## The task
Collect each line of the records below that contains the string "vent" and copy those lines unchanged.

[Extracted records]
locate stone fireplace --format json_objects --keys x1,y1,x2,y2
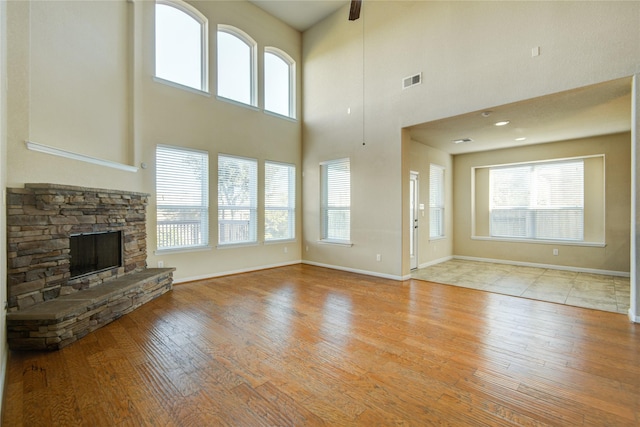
[{"x1": 7, "y1": 184, "x2": 174, "y2": 349}]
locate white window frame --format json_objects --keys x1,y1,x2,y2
[
  {"x1": 320, "y1": 158, "x2": 351, "y2": 245},
  {"x1": 156, "y1": 145, "x2": 209, "y2": 253},
  {"x1": 218, "y1": 153, "x2": 258, "y2": 247},
  {"x1": 264, "y1": 161, "x2": 296, "y2": 242},
  {"x1": 262, "y1": 46, "x2": 296, "y2": 119},
  {"x1": 429, "y1": 163, "x2": 446, "y2": 240},
  {"x1": 216, "y1": 24, "x2": 258, "y2": 108},
  {"x1": 153, "y1": 0, "x2": 209, "y2": 94},
  {"x1": 489, "y1": 157, "x2": 585, "y2": 243}
]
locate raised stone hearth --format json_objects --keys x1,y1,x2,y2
[{"x1": 7, "y1": 184, "x2": 174, "y2": 349}]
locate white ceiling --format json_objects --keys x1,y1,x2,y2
[
  {"x1": 249, "y1": 0, "x2": 631, "y2": 154},
  {"x1": 249, "y1": 0, "x2": 350, "y2": 31},
  {"x1": 408, "y1": 78, "x2": 631, "y2": 154}
]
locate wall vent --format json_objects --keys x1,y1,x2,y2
[{"x1": 402, "y1": 73, "x2": 422, "y2": 89}]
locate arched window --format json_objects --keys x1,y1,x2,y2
[
  {"x1": 155, "y1": 0, "x2": 208, "y2": 92},
  {"x1": 218, "y1": 25, "x2": 257, "y2": 106},
  {"x1": 264, "y1": 47, "x2": 295, "y2": 117}
]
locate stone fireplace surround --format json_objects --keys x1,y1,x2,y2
[{"x1": 7, "y1": 184, "x2": 174, "y2": 350}]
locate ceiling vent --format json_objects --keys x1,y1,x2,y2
[{"x1": 402, "y1": 73, "x2": 422, "y2": 89}]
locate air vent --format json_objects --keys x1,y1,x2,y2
[{"x1": 402, "y1": 73, "x2": 422, "y2": 89}]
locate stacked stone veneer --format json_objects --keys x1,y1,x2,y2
[{"x1": 7, "y1": 184, "x2": 173, "y2": 349}]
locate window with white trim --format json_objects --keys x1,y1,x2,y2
[
  {"x1": 218, "y1": 154, "x2": 258, "y2": 245},
  {"x1": 155, "y1": 0, "x2": 208, "y2": 92},
  {"x1": 217, "y1": 24, "x2": 257, "y2": 106},
  {"x1": 489, "y1": 159, "x2": 584, "y2": 241},
  {"x1": 264, "y1": 162, "x2": 296, "y2": 241},
  {"x1": 320, "y1": 159, "x2": 351, "y2": 242},
  {"x1": 156, "y1": 145, "x2": 209, "y2": 250},
  {"x1": 264, "y1": 47, "x2": 295, "y2": 118},
  {"x1": 429, "y1": 164, "x2": 444, "y2": 239}
]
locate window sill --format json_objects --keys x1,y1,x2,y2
[
  {"x1": 216, "y1": 242, "x2": 260, "y2": 249},
  {"x1": 471, "y1": 236, "x2": 607, "y2": 248},
  {"x1": 216, "y1": 95, "x2": 260, "y2": 111},
  {"x1": 318, "y1": 239, "x2": 353, "y2": 248},
  {"x1": 264, "y1": 110, "x2": 298, "y2": 123},
  {"x1": 153, "y1": 246, "x2": 212, "y2": 255},
  {"x1": 264, "y1": 239, "x2": 297, "y2": 245},
  {"x1": 153, "y1": 77, "x2": 211, "y2": 96}
]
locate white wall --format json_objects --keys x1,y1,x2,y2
[
  {"x1": 7, "y1": 0, "x2": 302, "y2": 281},
  {"x1": 303, "y1": 1, "x2": 640, "y2": 277}
]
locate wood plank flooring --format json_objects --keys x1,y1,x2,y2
[{"x1": 2, "y1": 265, "x2": 640, "y2": 426}]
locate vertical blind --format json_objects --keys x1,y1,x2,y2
[
  {"x1": 429, "y1": 164, "x2": 444, "y2": 238},
  {"x1": 320, "y1": 159, "x2": 351, "y2": 241},
  {"x1": 156, "y1": 145, "x2": 209, "y2": 249},
  {"x1": 264, "y1": 162, "x2": 296, "y2": 241},
  {"x1": 218, "y1": 154, "x2": 258, "y2": 245},
  {"x1": 489, "y1": 159, "x2": 584, "y2": 241}
]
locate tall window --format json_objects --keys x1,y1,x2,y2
[
  {"x1": 218, "y1": 25, "x2": 257, "y2": 106},
  {"x1": 429, "y1": 164, "x2": 444, "y2": 239},
  {"x1": 218, "y1": 154, "x2": 258, "y2": 245},
  {"x1": 155, "y1": 0, "x2": 208, "y2": 92},
  {"x1": 156, "y1": 145, "x2": 209, "y2": 250},
  {"x1": 264, "y1": 162, "x2": 296, "y2": 241},
  {"x1": 489, "y1": 159, "x2": 584, "y2": 241},
  {"x1": 320, "y1": 159, "x2": 351, "y2": 242},
  {"x1": 264, "y1": 47, "x2": 295, "y2": 117}
]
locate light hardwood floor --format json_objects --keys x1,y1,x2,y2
[{"x1": 3, "y1": 265, "x2": 640, "y2": 426}]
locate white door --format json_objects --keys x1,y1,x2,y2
[{"x1": 409, "y1": 172, "x2": 419, "y2": 270}]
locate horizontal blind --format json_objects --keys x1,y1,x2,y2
[
  {"x1": 321, "y1": 159, "x2": 351, "y2": 241},
  {"x1": 429, "y1": 164, "x2": 444, "y2": 237},
  {"x1": 489, "y1": 159, "x2": 584, "y2": 241},
  {"x1": 264, "y1": 162, "x2": 296, "y2": 241},
  {"x1": 156, "y1": 145, "x2": 209, "y2": 249},
  {"x1": 218, "y1": 154, "x2": 258, "y2": 245}
]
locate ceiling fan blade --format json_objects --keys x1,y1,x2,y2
[{"x1": 349, "y1": 0, "x2": 362, "y2": 21}]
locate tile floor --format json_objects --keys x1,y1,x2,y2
[{"x1": 411, "y1": 259, "x2": 630, "y2": 314}]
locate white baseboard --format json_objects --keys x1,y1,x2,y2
[
  {"x1": 302, "y1": 260, "x2": 402, "y2": 281},
  {"x1": 173, "y1": 260, "x2": 302, "y2": 285},
  {"x1": 453, "y1": 255, "x2": 630, "y2": 277},
  {"x1": 418, "y1": 255, "x2": 453, "y2": 268}
]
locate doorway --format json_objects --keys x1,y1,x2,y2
[{"x1": 409, "y1": 171, "x2": 420, "y2": 270}]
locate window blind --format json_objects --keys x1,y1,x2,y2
[
  {"x1": 429, "y1": 164, "x2": 444, "y2": 238},
  {"x1": 489, "y1": 159, "x2": 584, "y2": 241},
  {"x1": 264, "y1": 162, "x2": 296, "y2": 241},
  {"x1": 218, "y1": 154, "x2": 258, "y2": 245},
  {"x1": 320, "y1": 159, "x2": 351, "y2": 241},
  {"x1": 156, "y1": 145, "x2": 209, "y2": 249}
]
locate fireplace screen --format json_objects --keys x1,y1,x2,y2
[{"x1": 69, "y1": 231, "x2": 122, "y2": 278}]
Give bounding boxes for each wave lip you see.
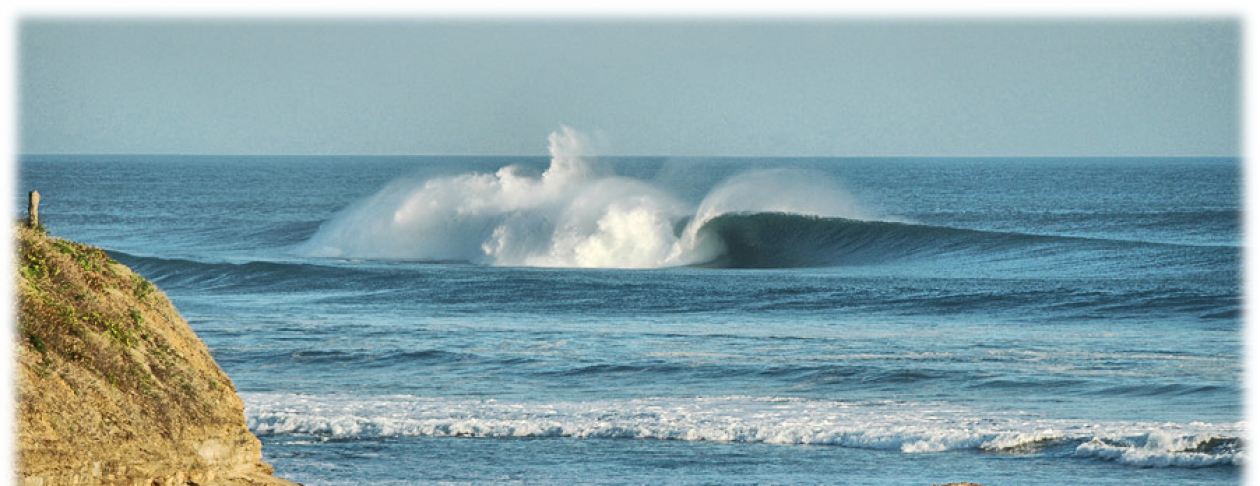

## Final result
locate wall vent --format json_objects --keys x1,y1,x2,y2
locate ceiling vent --format json_objects --keys x1,y1,x2,y2
locate air vent --format json_objects --keys x1,y1,x2,y2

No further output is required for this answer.